EXERCISE INSTRUCTIONS.
Somewhere below is a line with "identify the branch." and, later, a line with "chrome grille slat."; repeat those two lines and all the lines between them, exactly as they are.

RECORDS PROVIDED.
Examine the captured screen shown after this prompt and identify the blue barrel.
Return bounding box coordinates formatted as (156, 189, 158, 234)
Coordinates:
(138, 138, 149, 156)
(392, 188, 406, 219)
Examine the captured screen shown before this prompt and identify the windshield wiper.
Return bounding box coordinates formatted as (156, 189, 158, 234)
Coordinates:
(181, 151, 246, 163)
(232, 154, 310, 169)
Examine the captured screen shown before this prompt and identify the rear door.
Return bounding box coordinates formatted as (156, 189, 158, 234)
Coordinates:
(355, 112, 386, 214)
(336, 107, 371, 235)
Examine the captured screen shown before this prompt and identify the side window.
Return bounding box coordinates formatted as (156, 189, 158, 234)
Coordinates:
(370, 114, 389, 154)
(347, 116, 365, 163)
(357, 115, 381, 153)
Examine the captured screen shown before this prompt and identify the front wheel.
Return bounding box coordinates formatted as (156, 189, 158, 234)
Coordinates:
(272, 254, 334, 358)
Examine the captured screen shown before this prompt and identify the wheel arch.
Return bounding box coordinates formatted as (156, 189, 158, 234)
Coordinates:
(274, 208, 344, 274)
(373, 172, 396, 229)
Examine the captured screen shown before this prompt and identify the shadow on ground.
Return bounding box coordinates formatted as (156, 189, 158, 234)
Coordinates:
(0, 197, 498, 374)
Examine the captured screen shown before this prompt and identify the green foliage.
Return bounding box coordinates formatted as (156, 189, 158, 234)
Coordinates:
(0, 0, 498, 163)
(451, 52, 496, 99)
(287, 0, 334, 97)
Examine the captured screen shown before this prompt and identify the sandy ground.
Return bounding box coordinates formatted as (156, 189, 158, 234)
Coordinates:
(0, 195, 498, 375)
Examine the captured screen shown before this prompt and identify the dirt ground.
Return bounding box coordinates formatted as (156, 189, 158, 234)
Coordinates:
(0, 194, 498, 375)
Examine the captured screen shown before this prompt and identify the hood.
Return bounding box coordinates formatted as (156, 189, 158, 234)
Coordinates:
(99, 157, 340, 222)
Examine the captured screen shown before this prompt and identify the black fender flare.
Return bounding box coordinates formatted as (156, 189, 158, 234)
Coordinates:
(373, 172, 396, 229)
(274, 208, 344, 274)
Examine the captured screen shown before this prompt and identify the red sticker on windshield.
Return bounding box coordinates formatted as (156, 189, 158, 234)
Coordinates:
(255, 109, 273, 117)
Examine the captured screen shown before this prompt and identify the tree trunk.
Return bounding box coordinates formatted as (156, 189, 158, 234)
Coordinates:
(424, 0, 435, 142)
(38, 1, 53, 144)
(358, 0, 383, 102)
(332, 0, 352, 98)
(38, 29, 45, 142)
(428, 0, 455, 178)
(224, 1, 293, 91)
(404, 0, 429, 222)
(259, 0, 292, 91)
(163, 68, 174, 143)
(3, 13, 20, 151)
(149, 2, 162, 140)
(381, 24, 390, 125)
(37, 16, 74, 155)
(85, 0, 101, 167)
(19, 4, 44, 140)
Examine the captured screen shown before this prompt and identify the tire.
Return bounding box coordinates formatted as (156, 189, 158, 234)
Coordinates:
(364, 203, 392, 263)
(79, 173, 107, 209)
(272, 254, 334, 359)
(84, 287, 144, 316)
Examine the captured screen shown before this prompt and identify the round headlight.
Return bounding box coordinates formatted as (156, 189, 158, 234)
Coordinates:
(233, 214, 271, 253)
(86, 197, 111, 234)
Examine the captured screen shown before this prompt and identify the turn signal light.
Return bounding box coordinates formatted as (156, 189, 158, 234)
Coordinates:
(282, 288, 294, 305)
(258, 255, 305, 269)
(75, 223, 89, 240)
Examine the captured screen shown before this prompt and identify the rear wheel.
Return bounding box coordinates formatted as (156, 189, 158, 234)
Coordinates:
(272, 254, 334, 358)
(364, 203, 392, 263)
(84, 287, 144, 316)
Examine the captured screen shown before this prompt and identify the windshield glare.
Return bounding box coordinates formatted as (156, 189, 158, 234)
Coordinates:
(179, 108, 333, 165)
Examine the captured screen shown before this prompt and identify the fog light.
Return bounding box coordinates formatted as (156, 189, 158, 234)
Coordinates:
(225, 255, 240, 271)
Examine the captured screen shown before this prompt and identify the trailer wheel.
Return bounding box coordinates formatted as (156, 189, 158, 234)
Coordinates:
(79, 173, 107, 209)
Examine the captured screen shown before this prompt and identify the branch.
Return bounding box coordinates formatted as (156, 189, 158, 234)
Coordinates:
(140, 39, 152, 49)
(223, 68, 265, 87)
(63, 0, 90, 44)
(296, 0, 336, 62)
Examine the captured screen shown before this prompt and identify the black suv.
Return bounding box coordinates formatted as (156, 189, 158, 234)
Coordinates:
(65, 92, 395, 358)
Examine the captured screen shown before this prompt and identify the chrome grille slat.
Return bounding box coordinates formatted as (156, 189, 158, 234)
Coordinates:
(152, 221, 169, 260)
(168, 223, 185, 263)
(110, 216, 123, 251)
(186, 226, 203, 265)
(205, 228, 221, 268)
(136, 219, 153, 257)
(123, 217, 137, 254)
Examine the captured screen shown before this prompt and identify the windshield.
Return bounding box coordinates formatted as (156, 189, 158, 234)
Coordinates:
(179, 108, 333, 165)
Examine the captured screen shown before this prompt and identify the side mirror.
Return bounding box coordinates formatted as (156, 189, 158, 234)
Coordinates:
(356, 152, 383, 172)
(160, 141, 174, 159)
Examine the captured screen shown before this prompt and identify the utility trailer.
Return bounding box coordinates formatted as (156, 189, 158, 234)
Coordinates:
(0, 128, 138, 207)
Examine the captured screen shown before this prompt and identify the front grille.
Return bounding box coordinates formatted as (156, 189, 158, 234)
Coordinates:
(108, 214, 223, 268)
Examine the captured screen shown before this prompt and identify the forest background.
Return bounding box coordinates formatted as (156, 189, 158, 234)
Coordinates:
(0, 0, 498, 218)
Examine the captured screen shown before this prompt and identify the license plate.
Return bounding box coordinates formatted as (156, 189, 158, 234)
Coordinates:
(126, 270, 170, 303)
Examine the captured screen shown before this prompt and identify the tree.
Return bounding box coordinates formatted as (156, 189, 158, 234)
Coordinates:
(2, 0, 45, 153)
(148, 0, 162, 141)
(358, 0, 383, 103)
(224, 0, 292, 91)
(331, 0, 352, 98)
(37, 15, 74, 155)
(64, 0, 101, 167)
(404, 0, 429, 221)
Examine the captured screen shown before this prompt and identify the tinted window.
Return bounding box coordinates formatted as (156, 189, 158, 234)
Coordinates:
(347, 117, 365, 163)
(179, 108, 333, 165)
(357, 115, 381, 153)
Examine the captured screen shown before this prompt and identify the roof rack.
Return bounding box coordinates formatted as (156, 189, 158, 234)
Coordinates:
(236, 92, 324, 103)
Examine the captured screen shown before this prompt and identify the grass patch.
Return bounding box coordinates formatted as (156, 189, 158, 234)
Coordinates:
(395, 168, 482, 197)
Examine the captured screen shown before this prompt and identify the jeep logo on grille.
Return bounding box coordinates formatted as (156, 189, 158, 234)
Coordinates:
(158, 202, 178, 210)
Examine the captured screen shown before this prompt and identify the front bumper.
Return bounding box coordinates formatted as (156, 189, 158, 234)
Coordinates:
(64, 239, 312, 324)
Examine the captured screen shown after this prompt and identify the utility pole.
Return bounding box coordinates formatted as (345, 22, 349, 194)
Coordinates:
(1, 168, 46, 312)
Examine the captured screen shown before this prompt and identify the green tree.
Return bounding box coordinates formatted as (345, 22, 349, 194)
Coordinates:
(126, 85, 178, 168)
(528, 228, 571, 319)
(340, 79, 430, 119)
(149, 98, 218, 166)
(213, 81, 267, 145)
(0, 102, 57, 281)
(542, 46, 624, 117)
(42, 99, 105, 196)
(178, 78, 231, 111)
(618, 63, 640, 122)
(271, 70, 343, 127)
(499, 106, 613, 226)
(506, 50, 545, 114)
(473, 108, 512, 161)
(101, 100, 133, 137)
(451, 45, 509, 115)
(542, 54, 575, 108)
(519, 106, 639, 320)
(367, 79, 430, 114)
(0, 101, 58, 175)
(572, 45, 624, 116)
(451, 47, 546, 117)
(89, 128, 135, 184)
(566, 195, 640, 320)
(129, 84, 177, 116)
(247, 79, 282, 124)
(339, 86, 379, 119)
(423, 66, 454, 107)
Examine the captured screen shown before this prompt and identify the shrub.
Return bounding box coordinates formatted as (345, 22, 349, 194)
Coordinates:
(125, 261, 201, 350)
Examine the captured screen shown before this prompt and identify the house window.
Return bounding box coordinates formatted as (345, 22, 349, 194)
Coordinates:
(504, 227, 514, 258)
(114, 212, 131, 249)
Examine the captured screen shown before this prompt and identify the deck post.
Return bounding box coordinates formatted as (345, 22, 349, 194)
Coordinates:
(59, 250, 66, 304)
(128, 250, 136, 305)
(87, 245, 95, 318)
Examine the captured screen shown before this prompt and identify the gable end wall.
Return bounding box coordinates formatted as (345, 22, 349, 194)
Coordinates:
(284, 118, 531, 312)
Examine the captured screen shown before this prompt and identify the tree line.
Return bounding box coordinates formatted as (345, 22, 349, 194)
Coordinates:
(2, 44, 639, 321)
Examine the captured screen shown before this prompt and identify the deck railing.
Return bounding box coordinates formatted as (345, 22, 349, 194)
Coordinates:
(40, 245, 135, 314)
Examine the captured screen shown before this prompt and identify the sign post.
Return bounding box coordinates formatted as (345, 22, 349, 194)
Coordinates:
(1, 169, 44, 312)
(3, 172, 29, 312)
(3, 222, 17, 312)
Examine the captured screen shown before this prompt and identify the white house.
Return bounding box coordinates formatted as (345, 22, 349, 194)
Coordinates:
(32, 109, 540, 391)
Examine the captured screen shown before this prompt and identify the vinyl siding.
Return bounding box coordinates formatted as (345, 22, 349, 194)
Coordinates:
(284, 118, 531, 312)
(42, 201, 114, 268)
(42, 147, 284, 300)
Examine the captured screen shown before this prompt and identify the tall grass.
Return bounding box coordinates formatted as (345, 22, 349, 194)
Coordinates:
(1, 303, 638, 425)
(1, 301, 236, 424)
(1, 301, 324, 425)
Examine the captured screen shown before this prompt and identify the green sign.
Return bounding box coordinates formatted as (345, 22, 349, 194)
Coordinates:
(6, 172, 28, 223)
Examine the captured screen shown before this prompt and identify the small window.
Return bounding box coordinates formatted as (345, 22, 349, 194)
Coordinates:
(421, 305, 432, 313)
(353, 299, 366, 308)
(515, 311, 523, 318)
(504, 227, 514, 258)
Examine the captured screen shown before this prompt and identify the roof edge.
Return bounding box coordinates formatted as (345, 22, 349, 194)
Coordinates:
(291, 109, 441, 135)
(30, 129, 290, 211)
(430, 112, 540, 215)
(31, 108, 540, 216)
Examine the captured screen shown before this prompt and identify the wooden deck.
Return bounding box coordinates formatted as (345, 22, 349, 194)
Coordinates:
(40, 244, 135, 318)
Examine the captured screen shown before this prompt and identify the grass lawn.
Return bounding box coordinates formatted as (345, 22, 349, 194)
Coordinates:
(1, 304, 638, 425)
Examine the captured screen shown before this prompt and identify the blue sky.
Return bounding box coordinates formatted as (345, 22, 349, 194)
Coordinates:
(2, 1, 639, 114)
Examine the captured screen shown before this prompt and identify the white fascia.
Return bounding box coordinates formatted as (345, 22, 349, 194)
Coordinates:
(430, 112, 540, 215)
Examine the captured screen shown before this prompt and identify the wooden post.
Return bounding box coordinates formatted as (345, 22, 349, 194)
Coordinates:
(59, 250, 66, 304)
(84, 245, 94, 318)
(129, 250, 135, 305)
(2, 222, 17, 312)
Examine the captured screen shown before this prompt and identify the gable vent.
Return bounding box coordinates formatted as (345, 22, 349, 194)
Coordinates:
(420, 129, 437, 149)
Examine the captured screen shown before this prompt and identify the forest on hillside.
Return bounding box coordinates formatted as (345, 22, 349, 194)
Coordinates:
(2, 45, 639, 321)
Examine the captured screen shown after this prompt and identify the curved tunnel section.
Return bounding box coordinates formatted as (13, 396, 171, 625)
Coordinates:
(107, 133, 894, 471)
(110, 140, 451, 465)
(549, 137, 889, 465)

ANSWER BELOW.
Examine the captured screen shown before this prompt and identify the branch.
Return bounding box coordinates formatted as (156, 189, 158, 234)
Coordinates:
(140, 39, 152, 49)
(223, 68, 265, 87)
(63, 0, 90, 44)
(296, 0, 336, 62)
Examine the captured screen shown before this prompt and identify the black suv.
Return bounding box coordinates formatted as (156, 189, 158, 234)
Coordinates:
(65, 92, 395, 358)
Examine the captured screen shown before this prompt and identify the chrome grille slat.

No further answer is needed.